[Records of labeled points]
**********
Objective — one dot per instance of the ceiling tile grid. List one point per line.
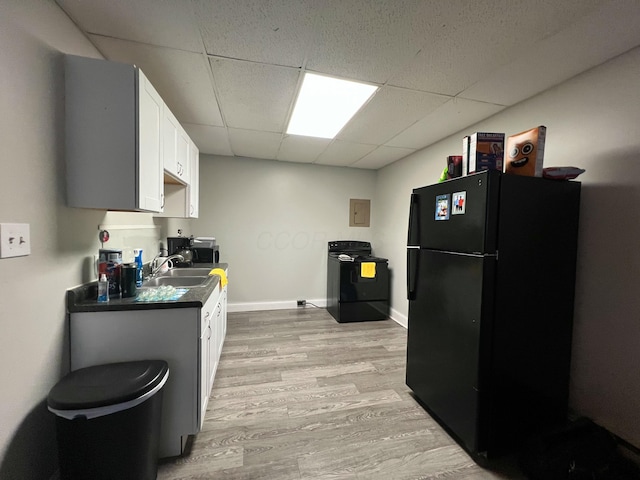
(230, 69)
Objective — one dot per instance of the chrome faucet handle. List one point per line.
(156, 269)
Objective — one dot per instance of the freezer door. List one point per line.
(458, 215)
(447, 346)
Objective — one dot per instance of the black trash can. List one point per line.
(108, 420)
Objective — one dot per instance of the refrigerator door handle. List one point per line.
(412, 272)
(414, 221)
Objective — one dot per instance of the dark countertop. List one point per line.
(84, 297)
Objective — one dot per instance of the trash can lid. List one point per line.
(108, 384)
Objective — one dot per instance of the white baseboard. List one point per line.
(282, 305)
(394, 315)
(399, 318)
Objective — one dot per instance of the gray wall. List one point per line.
(34, 339)
(273, 220)
(593, 122)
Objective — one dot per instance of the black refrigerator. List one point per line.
(491, 263)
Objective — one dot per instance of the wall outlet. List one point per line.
(14, 240)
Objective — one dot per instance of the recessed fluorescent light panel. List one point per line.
(326, 104)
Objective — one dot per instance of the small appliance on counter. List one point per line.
(194, 250)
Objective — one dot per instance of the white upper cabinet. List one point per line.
(194, 183)
(176, 148)
(114, 136)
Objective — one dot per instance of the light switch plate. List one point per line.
(14, 240)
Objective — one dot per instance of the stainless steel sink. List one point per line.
(187, 272)
(180, 281)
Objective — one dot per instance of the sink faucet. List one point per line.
(156, 269)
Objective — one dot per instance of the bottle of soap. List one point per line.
(137, 252)
(103, 288)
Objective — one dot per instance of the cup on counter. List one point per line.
(166, 265)
(129, 276)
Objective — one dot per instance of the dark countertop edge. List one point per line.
(83, 298)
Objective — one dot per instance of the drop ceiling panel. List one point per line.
(169, 23)
(388, 113)
(295, 148)
(350, 34)
(450, 118)
(210, 140)
(251, 143)
(480, 41)
(259, 31)
(382, 156)
(183, 79)
(254, 96)
(341, 153)
(559, 57)
(487, 54)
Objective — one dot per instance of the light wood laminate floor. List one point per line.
(299, 396)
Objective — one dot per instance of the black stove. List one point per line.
(357, 282)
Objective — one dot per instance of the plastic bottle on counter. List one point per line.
(103, 288)
(138, 258)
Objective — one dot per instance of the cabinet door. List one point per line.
(205, 355)
(194, 183)
(184, 145)
(170, 142)
(150, 119)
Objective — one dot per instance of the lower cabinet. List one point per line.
(189, 339)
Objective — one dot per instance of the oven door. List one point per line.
(354, 287)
**********
§ Your goal
Each line from the one containing "Objective — one dot per instance of the drop" to the end of the records should be echoed exactly, and no other line.

§ Solution to this exercise
Objective — one dot per instance of the drop ceiling panel. List one point per line.
(169, 23)
(388, 113)
(295, 148)
(350, 34)
(450, 118)
(210, 140)
(251, 143)
(480, 41)
(259, 31)
(382, 156)
(183, 79)
(254, 96)
(341, 153)
(559, 57)
(487, 54)
Objective — one dot per instance of the light wood laminate floor. List one point per line.
(299, 396)
Objective — one dot per instance of the black stove. List one point per line.
(357, 282)
Objective — one dot per instance of the plastic bottle on counter. List one point per line.
(103, 288)
(138, 258)
Objective — one dot per instance of the cabinet door. List one point per line.
(205, 355)
(194, 183)
(184, 145)
(170, 142)
(150, 119)
Objective — one dot per instance of the lower cabinet. List one point per line.
(189, 339)
Objective — one dot per instance of the oven door. List one point per line.
(354, 287)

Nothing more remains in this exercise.